DIRECTION — How many lines in the material below contain the string "glove"? Reply with the number alone.

(Point annotation dataset records)
◇ ◇ ◇ ◇ ◇
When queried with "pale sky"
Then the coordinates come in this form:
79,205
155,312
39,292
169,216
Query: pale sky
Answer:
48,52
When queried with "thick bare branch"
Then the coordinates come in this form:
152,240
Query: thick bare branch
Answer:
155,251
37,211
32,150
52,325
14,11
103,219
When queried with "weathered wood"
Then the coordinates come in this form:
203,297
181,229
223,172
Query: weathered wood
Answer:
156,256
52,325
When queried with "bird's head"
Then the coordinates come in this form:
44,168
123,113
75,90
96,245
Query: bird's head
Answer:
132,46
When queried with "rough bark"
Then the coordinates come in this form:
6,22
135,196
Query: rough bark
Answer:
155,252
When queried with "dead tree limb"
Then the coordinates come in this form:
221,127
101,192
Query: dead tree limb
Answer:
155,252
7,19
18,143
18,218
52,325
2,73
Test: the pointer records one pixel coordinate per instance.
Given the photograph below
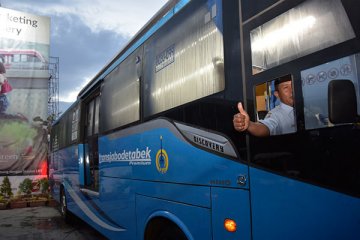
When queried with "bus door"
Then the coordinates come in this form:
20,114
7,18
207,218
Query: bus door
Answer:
305,181
91,158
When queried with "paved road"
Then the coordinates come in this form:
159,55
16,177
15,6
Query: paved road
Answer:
39,223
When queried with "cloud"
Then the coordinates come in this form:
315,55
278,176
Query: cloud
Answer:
119,16
86,35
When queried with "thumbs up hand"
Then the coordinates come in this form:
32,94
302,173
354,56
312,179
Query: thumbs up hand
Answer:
241,120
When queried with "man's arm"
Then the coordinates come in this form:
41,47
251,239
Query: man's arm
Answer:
242,123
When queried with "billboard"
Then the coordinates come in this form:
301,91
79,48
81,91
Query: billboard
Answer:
24,62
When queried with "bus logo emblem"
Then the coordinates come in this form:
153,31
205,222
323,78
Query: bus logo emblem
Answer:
162,161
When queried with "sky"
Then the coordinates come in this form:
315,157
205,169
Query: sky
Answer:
87,34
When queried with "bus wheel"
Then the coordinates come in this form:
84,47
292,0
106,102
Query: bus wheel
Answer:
63,205
166,231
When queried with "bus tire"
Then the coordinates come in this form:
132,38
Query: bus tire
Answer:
165,230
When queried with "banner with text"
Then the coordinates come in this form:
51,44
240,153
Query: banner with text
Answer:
24,77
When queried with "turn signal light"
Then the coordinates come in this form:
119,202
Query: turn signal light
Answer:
230,225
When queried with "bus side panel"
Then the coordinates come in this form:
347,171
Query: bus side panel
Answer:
194,221
63,167
117,204
230,204
283,208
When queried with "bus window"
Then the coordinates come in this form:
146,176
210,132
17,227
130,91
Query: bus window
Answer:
274,105
91,144
299,32
184,61
315,82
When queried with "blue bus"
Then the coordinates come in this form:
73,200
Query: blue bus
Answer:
149,151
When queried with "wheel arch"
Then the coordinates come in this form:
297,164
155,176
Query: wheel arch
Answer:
157,220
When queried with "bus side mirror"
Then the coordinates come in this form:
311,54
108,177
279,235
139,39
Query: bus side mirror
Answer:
342,103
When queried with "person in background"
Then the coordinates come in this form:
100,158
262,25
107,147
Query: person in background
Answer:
279,120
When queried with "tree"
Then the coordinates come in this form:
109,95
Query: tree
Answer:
5,187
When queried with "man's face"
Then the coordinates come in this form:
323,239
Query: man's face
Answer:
284,92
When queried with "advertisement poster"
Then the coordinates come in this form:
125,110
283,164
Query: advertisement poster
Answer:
24,77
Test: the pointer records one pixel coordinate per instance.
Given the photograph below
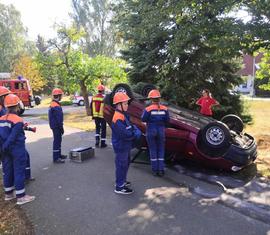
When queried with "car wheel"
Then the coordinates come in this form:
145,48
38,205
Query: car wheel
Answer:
146,89
234,122
81,103
214,139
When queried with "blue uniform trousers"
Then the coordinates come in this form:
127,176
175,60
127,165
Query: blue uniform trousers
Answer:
57,140
100,127
156,143
28,167
122,160
14,164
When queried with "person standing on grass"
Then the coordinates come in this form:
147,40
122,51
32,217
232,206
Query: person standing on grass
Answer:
156,116
56,121
96,106
123,136
206,102
12,139
3,93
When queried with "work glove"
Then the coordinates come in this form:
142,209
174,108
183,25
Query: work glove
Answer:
137,133
62,130
5,147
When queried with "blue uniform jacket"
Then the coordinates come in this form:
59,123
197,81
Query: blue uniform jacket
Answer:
155,115
12,136
3,111
55,114
123,132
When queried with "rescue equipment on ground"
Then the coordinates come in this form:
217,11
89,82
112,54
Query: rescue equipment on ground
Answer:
81,154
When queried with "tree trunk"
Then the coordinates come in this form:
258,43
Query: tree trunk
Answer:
85,97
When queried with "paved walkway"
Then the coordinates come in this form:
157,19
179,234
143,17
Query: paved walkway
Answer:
78,198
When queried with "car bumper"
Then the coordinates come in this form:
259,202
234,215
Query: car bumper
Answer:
241,157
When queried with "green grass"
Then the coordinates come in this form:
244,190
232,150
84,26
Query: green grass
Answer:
260,130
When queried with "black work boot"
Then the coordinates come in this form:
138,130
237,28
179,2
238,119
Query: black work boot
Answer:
103,144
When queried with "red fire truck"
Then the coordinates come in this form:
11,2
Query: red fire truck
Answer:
21,88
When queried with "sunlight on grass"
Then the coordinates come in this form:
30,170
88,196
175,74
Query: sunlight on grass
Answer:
260,130
45,102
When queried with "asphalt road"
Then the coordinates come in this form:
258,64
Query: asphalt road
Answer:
29,112
78,198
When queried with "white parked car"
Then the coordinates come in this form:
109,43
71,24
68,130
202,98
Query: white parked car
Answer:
78,99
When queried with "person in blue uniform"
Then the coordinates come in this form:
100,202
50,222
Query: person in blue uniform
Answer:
123,136
156,116
56,119
97,105
3,93
12,139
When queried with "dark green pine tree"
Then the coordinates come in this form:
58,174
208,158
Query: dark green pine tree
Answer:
184,47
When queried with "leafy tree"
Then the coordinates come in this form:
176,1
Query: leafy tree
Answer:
263,74
26,67
76,69
258,27
12,36
94,17
185,46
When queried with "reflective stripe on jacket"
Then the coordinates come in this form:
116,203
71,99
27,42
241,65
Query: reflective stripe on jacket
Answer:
155,115
122,132
12,135
97,105
55,114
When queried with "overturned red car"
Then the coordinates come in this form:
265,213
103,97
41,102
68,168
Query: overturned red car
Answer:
218,144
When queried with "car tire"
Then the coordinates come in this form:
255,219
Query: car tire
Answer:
214,139
81,103
146,89
233,122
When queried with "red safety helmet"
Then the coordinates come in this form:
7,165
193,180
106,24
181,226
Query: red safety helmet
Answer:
120,97
154,94
11,100
101,87
4,91
57,91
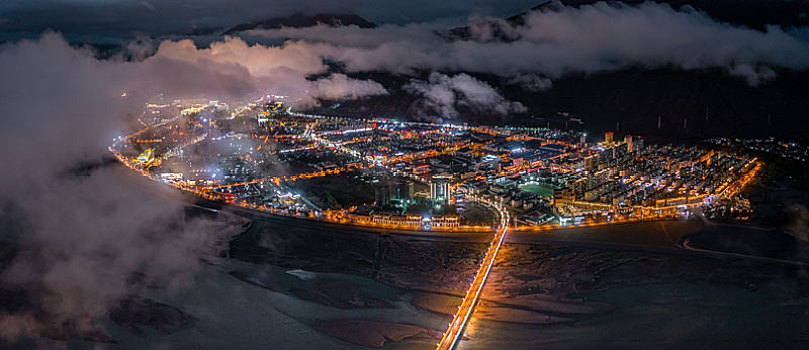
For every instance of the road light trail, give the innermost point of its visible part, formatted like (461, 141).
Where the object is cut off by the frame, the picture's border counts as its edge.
(456, 328)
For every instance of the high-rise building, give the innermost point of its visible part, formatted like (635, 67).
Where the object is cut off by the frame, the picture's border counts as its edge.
(382, 195)
(439, 187)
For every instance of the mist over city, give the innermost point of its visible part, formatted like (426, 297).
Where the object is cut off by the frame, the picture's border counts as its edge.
(570, 174)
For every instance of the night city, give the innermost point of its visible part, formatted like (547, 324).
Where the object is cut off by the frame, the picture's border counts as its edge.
(269, 174)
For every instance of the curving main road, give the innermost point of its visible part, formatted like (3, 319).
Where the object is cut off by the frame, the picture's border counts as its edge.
(456, 328)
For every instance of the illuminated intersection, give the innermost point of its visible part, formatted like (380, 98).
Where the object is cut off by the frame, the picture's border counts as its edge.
(406, 176)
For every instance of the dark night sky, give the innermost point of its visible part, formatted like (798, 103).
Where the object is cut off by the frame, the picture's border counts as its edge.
(94, 19)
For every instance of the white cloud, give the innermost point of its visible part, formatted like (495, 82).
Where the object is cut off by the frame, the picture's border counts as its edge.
(442, 94)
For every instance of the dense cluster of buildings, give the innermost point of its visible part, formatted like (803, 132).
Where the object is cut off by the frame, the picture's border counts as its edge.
(416, 175)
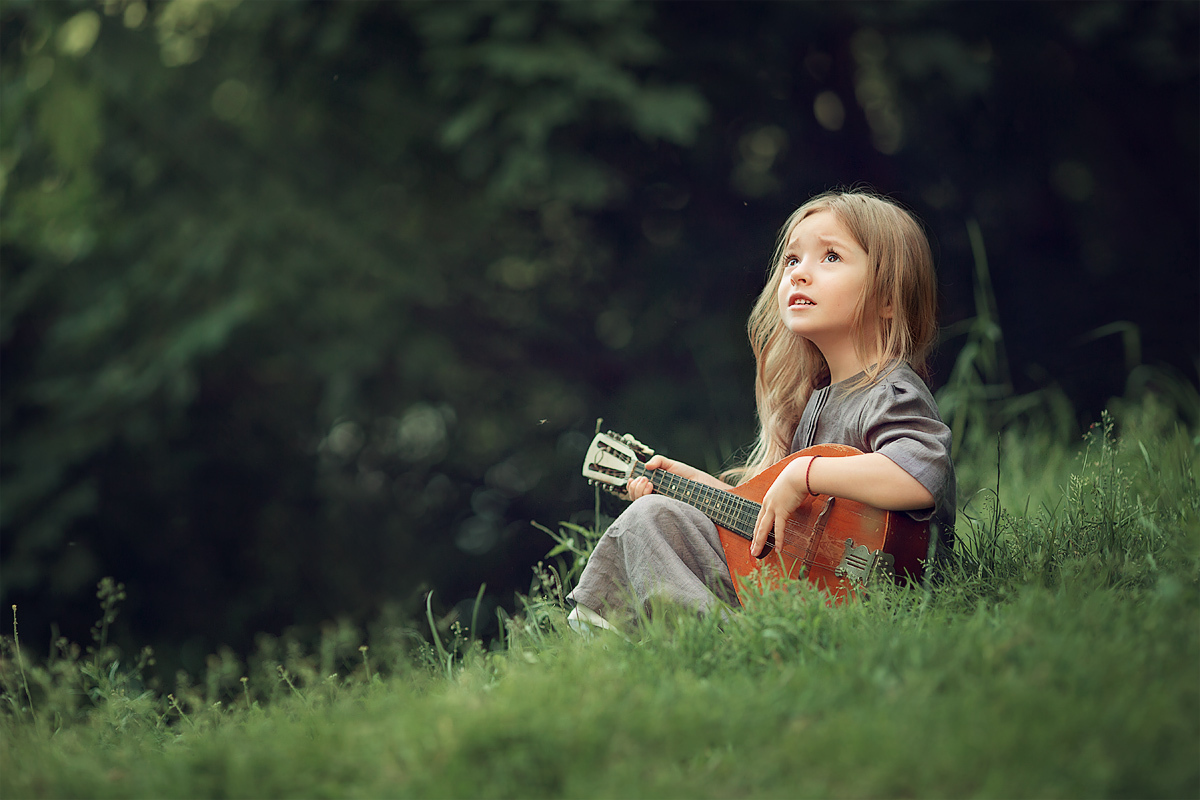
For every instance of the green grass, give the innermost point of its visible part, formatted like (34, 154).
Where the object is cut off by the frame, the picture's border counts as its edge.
(1057, 657)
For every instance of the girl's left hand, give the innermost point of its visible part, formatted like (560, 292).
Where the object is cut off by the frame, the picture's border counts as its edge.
(784, 497)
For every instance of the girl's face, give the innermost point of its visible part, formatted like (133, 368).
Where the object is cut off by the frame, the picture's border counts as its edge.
(823, 274)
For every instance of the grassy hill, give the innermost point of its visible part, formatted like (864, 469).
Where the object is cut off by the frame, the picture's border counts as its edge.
(1059, 657)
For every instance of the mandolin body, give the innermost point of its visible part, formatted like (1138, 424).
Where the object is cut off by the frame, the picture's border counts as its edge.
(817, 533)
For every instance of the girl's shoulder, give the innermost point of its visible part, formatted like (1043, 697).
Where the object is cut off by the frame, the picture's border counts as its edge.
(899, 391)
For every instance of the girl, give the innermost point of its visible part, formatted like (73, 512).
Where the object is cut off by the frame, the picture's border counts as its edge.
(839, 334)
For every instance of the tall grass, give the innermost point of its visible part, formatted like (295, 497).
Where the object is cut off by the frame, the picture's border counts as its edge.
(1056, 659)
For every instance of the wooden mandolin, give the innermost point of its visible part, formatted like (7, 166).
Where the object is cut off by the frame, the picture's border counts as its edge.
(839, 545)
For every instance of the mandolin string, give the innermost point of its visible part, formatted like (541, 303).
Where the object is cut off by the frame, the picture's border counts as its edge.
(744, 511)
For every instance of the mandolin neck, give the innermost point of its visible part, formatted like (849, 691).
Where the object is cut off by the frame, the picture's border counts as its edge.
(724, 507)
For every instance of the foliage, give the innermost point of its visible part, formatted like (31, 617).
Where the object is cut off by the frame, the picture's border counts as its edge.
(1026, 672)
(307, 307)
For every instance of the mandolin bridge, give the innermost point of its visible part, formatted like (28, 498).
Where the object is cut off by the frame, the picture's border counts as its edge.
(861, 565)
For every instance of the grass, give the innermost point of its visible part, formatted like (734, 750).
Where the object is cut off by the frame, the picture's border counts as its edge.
(1057, 657)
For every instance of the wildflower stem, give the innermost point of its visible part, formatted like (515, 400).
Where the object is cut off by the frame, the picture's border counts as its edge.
(21, 662)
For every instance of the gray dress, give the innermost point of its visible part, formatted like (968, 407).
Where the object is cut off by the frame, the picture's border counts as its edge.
(660, 548)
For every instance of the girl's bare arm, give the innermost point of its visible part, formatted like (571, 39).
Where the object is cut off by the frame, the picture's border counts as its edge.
(873, 479)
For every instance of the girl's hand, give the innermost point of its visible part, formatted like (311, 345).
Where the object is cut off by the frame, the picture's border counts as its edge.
(781, 500)
(640, 487)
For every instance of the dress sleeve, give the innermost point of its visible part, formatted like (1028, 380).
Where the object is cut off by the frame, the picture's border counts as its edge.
(901, 421)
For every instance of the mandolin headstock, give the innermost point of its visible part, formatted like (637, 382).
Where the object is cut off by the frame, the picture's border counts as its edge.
(611, 461)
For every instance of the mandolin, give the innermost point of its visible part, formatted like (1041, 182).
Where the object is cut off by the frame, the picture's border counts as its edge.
(839, 545)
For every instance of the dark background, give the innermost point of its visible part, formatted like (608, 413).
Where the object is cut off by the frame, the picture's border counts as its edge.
(311, 307)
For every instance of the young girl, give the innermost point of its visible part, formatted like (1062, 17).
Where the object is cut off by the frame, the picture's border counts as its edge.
(839, 334)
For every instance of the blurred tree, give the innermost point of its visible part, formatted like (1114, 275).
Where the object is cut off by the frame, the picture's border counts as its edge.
(289, 290)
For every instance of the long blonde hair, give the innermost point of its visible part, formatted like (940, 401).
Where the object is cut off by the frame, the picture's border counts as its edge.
(901, 278)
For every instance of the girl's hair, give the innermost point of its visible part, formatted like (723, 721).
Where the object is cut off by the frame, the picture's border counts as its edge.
(900, 276)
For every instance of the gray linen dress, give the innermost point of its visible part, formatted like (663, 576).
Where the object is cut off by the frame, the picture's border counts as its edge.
(665, 549)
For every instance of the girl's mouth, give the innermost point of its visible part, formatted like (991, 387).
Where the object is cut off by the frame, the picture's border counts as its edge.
(798, 300)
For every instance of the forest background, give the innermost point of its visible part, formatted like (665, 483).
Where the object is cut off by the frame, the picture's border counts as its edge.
(309, 308)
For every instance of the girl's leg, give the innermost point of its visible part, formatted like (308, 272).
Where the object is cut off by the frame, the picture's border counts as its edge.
(658, 548)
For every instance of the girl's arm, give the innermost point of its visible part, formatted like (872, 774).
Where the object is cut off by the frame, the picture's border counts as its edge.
(641, 486)
(873, 479)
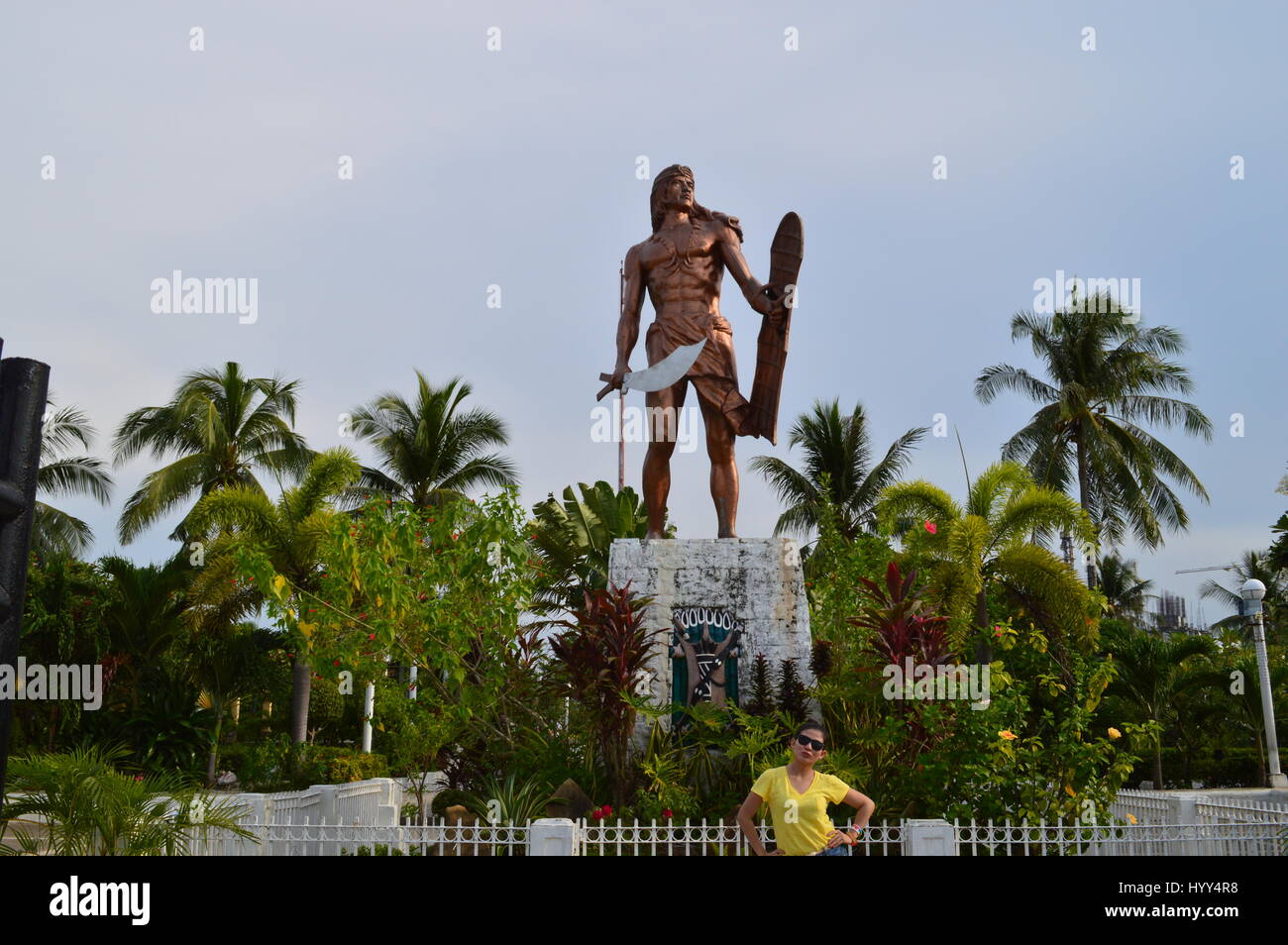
◇ ◇ ◇ ◇ ◇
FINISHED TASK — 2